§ DATA FOR THE TASK

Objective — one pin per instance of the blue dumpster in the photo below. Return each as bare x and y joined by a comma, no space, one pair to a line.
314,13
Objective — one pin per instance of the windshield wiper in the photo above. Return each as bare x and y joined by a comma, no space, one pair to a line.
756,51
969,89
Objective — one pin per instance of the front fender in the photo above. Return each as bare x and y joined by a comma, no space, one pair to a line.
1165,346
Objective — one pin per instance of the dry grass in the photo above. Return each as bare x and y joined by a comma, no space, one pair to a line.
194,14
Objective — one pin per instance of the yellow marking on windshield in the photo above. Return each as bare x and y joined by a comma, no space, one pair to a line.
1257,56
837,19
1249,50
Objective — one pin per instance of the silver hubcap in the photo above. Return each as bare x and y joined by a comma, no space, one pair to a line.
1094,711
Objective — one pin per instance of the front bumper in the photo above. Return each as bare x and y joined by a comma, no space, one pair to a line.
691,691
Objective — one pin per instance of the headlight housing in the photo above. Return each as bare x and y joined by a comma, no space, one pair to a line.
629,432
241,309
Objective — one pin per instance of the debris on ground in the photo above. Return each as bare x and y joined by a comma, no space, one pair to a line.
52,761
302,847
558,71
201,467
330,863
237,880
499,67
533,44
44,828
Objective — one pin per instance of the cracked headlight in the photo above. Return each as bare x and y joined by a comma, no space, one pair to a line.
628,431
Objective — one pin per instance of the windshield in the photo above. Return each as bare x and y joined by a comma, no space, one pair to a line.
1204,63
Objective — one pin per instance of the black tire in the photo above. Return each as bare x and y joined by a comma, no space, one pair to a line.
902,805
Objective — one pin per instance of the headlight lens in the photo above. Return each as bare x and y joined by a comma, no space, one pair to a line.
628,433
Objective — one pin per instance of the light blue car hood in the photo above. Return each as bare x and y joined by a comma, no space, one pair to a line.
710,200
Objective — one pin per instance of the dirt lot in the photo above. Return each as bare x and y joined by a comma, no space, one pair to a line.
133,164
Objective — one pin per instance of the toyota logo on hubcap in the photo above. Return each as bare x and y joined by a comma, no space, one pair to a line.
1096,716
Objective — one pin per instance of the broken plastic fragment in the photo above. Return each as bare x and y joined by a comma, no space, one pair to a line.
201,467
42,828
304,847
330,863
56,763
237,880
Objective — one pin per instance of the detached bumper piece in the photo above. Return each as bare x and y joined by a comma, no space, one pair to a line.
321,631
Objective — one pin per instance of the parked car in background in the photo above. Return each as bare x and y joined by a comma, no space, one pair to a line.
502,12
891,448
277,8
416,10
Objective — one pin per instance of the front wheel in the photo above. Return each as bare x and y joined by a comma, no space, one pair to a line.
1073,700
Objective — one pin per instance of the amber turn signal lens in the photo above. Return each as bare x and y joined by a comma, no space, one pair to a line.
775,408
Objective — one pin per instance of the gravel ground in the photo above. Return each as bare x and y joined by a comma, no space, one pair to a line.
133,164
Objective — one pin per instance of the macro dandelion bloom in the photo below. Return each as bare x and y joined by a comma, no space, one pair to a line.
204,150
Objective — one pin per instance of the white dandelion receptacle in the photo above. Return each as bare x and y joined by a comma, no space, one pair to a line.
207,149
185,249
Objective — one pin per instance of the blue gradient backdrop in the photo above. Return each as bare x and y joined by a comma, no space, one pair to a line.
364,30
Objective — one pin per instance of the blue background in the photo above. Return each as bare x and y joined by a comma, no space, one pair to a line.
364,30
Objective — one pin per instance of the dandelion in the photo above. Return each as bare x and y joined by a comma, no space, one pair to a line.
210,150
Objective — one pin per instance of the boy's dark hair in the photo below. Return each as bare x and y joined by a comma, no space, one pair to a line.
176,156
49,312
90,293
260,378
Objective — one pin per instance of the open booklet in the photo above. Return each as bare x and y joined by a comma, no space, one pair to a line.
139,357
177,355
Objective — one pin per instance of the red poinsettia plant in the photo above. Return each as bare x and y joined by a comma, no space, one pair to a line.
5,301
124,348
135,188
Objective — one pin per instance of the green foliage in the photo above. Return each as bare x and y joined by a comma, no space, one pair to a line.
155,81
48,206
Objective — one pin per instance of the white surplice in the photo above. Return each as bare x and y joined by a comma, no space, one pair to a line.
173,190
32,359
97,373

§ TASK TO CARRY OUT
Every line above should be written out again exactly as it stands.

§ EXERCISE SOLUTION
Objective — one pin per instance of the blue dumpster in the photo below. Return each as bare x and y joined by a comma, no space, one pair to a line.
314,13
Objective — one pin per instance of the windshield wiper in the photo above. Return each as bare x and y joined by a comma, no space, one pair to a line.
756,51
969,89
Objective — one pin per instance of the front fender in the photo above. Return each as bare x and y joined by a comma, no space, one pair to a line.
1165,346
Objective — one pin per instance of the dry grass in the photo above. Return each as bare x and y joined by a comma, no space, one pair to a line.
194,14
Objective — one pin per instance of the yellow marking on windshield in the photo above. Return each as bare x and y joined by a comma, no space, one pair to a line.
1257,56
837,19
1249,50
Objective — one pin per instance of the silver hubcap in the photo above. Return each as bare x and y joined by a comma, no space, one pair to a line.
1094,711
Objective — one pin per instance of the front bumper in the photo above. Return each as bare x and y joined by a comma, no space, one pair to a line.
691,691
Objective — one pin per instance of the headlight housing in the photo above. Return each as bare x and y joined by a comma, no space, one pair to a line.
629,432
241,309
Objective — one pin per instance of the debris on ground in the photo above. Return each as bare x and y joined by a comma, no space, one pair to a line.
52,761
302,847
558,71
201,467
330,863
237,880
499,67
533,44
44,828
Objective — one pin per instance of the cracked headlight in the photo above. Return each as bare x and y joined by a comma, no space, one pair to a line.
628,431
Objective — one pin per instance of the windshield in the photo above. Return each as bare x and y joined by a comma, no space, one pair to a line.
1204,63
Objective — one pin per instance of the black tire in the photo above. Return each as bare x and y joined by a comma, no space, one pair to a line.
902,805
Objective — one pin per instance of the headlight lens in the photo above. Return each as bare x and y joined by a comma, no space, one pair to a line.
628,433
Objective — one pin per instance of the light blue car hood in the photo above. Return each as bare x and y joined by a comma, no space, one pair to a line.
710,200
Objective — one pin per instance of the dirt lot in the photo above. Return each as bare x and y joined by a comma, no space, one pair to a line.
133,164
Objective — one pin per instance of the toyota logo on hubcap in the photo above. Return each as bare x and y joined by a comma, no space, one pair to a line.
1096,716
Objective — one pin per instance of the broken plastic fragment in the photo above. Return each as bare x and y joined by a comma, no space, one pair to a line.
201,467
42,828
304,847
330,863
56,763
237,880
Objective — one pin per instance of the detached bumper piece in the photo above. Return each as bare x and y joined by a comma, no space, one pair to a line.
321,631
Objective — one pin per instance of the parked car in background in the photo above. Return each as bare x and y joined by a comma, no space, one pair to a line.
502,12
891,448
277,8
416,10
Objective — one pin per instance of the front wheel in the photo above. Return each as bare x and y joined by a comma, no space, one pair to a line.
1073,700
Objective — one pin per instance of the amber turn signal lens in the photo above. Return each as bare x and y joined by a comma, no space, one pair to a line.
775,408
Objective — one pin per instance of the gravel ground in the photo above. Return each as bare x and y joined by a comma, no space, one pair to a line.
133,164
Objective — one pin per instance of the macro dandelion bloom in the photo below. Return each as bare x and y joined by a comma, no space, one pair to a line.
204,150
Objective — one pin per instance of the white dandelion receptacle in the photo above. Return each as bare x and y joined by a comma, no space, one pair to a line.
207,149
185,249
Objective — one pin per instance of the blue gradient backdrop in the photo above. Return each as bare x and y joined by a comma, no space, one pair to a line.
364,30
Objective — one pin per instance of the blue background in the photo above. Return each as bare x and y joined by a comma, no space, one pair to a line.
364,30
Objective — one pin per instance of the dandelion in the photo above. Return each as bare x and y joined by a comma, no space, one pair to a line.
210,150
Objective — one pin per instance of the boy's dark hair in the photo below. Return each as bare x and y joined by a comma, no space, one pair to a line.
176,156
49,312
90,293
260,378
Objective — one pin per instance of the open booklet in the photo above. Return each as bare x and y joined by a comma, no space, one pair to a line.
139,357
177,355
Objective — one pin per instance of the red poinsettia plant in the photo above. Return each as bare x and y joined by a comma, no space, one pair to a line.
5,301
124,348
135,188
Objective — one pin per instance of the green foliage in the photo above. Return each as bare x and y joined by a comma, no space, one pair to a line.
155,81
48,206
Objective — one pin per instance of the white surplice in the photo above. Return each as bare x and y joined by a comma, no space, one pair to a line.
173,190
32,359
97,373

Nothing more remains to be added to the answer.